Please answer these from the bug-tracker thread below, one a line:
1. How long did producing the invariant checker take?
2. In the wild, how far from the bug's actual cause did its symptoms occur?
3. In which TIP was varFramePtr chaining said to be a bad idea?

[[ Given text open ]]

1. I spent some time getting familiarity with the NRE and coro code, and 10 minutes producing the invariant checker. No feeling of wasted time, thanks for asking.

2. "Imperfection" is in the eye of the beholder, since the invariant also caught issues in the test suite, and can report that they are solved by Miguel's patch.

3. There's no need to be lecturing people about a culture of "if it doesn't fail within 10 lines...". Nobody feels this way around this table. It was obvious from the start that you had a crash. Turning hex printf's into a check is not an attempt to prove that' there is no bug, it is an attempt to catch it earlier.

4. I 'm also glad the bug's fixed, and I also acknowledge the accuracy of your analysis from the start. If only you could leave your Colt on your side.

coldstore added on 2010-06-01 08:10:22:

File Added - 375778: csegv3.tcl

coldstore added on 2010-06-01 07:48:44:
1. I haven't tested it, as I'm sure it'll work now we know what was going on.
2. the last 11 messages from here ended up in my Junk folder, mis-tagged as spam by the automation.
3. if I had known that the problem was that it couldn't be reproduced in 10 lines was the problem I'd have done it sooner.
4. in the wild, the bug symptoms occurred over 10000 stack ops away from its actual cause
5. I'd built a test harness *many* days ago to diagnose and provoke the bug,
6. I'm pretty sure I explained how the test harness provoked the bug (by assigning clearly spurious values to the next pointer in the deleted stack contents.)
7. nobody but me actually used the test harness I built.
8. because of 2, 6&7, I was unaware that Alexandre was spending time reproducing the test harness, imperfectly.
9. Just ... bleah.
10. I'm glad the bug's fixed.

My take-home is this:
1) A culture of 'if it doesn't fail within 10 lines, it's not a bug' is not conducive to good software.
2) the issue tracker emails don't always arrive.

ferrieux added on 2010-06-01 06:03:16:
OK, varFramePtr chaining was not a good idea in TIP 348. That's fixed now.

ferrieux added on 2010-06-01 03:52:03:

File Added - 375763: stackcheck3.patch

ferrieux added on 2010-06-01 03:51:01:
Thanks Miguel !
After updating the invariant to account for the legal reparenting (attached), I no longer any violation nor crash, neither in the test suite nor in Colin's script. Congrats !
Now observing the traversal of the coro boundary:

  - [info level -N] still stops at the depth of the coro part of the stack. That is expected since it uses the ->level field of CFs, which have not been modified by the reparenting.

[[ Given text closed ]]
[[ Entries shown open ]]

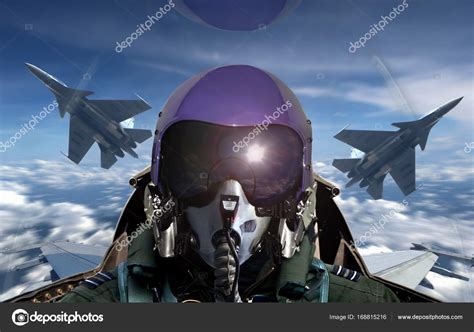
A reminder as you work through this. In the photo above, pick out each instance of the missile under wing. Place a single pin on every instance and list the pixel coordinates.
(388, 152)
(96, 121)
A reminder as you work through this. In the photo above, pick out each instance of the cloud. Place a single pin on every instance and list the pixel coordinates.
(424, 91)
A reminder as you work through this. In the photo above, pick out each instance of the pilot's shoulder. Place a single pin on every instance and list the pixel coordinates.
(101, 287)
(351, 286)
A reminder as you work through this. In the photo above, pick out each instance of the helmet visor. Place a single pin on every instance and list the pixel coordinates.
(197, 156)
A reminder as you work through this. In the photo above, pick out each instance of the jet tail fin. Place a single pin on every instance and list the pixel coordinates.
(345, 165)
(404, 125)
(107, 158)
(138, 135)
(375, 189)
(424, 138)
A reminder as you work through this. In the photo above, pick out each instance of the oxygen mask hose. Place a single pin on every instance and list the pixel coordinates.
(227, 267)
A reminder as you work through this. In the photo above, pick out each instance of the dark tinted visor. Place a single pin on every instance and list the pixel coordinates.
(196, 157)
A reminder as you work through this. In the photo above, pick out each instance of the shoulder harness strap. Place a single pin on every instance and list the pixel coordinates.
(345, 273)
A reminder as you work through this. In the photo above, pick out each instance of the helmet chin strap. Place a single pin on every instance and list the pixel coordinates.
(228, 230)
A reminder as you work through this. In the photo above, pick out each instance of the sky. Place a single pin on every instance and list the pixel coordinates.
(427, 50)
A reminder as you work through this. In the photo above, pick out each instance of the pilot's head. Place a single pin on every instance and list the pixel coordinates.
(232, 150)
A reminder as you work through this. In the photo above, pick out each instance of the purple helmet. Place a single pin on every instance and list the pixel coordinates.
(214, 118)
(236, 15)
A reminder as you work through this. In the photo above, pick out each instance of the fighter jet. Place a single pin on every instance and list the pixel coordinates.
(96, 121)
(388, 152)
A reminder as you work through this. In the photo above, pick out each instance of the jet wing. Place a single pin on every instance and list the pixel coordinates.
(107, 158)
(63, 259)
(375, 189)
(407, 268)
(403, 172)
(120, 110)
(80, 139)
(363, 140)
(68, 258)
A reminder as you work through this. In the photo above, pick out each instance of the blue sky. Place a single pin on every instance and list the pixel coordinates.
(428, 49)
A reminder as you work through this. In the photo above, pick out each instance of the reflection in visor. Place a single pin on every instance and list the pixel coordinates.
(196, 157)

[[ Entries shown closed ]]
[[ Entries shown open ]]

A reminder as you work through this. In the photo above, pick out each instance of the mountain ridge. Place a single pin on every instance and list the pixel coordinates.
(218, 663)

[[ Entries shown closed ]]
[[ Entries shown open ]]

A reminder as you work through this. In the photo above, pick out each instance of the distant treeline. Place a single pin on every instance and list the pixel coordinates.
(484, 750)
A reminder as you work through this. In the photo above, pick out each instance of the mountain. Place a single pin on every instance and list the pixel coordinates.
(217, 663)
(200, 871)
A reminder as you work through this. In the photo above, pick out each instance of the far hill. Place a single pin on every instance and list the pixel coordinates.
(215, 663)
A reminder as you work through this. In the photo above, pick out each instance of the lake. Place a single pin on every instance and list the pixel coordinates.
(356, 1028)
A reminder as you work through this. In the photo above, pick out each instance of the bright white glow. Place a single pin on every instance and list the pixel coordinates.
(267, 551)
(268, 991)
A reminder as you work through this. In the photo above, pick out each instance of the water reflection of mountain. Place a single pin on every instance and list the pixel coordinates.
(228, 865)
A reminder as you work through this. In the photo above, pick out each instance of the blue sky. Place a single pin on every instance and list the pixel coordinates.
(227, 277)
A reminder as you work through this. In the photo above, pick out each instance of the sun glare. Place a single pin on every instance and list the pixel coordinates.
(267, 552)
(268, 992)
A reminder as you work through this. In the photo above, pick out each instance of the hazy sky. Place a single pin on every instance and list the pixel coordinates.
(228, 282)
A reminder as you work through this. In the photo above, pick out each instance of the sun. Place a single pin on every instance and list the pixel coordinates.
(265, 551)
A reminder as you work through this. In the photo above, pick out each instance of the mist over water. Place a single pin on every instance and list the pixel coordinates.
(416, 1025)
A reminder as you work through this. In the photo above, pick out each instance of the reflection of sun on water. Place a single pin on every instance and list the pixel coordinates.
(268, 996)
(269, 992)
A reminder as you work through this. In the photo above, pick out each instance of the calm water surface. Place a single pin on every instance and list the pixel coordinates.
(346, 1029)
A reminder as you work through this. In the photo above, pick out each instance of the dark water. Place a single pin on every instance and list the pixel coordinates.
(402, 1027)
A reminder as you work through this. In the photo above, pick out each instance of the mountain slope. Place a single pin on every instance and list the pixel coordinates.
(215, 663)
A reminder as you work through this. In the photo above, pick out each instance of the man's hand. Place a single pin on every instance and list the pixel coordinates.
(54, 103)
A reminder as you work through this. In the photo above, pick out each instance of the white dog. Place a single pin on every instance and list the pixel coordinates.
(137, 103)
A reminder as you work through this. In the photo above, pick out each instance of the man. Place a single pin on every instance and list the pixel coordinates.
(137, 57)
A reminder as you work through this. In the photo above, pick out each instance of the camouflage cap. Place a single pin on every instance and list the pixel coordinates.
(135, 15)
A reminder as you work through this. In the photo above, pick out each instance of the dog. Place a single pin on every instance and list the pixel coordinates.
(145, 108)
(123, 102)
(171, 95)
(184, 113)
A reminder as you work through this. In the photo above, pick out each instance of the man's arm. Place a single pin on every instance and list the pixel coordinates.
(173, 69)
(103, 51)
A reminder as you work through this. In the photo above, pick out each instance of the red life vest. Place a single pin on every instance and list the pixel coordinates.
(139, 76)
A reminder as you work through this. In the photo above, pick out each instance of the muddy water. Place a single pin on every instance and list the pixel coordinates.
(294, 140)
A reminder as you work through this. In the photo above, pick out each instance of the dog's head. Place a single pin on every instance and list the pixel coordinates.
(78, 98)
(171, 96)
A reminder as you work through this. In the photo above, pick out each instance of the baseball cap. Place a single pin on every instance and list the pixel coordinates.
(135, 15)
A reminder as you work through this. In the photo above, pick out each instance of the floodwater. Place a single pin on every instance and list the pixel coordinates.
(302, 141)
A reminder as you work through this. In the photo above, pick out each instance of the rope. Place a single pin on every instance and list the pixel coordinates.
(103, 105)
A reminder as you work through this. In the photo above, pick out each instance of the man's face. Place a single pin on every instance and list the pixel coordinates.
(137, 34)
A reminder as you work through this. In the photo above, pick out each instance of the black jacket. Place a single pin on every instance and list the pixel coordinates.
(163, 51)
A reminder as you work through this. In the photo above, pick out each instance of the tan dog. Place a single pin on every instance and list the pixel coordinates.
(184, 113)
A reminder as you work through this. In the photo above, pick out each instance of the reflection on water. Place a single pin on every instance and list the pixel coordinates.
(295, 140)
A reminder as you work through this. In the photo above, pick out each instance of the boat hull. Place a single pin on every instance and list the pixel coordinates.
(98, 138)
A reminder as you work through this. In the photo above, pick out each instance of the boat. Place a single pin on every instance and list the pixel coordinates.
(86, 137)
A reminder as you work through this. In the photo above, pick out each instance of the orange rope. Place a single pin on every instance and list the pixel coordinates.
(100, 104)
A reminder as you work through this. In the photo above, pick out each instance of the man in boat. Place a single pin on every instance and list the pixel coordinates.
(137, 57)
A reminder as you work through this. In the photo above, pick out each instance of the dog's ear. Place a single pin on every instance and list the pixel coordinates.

[[ Entries shown closed ]]

The answer:
1. 10 minutes
2. Over 10000 stack ops away
3. TIP 348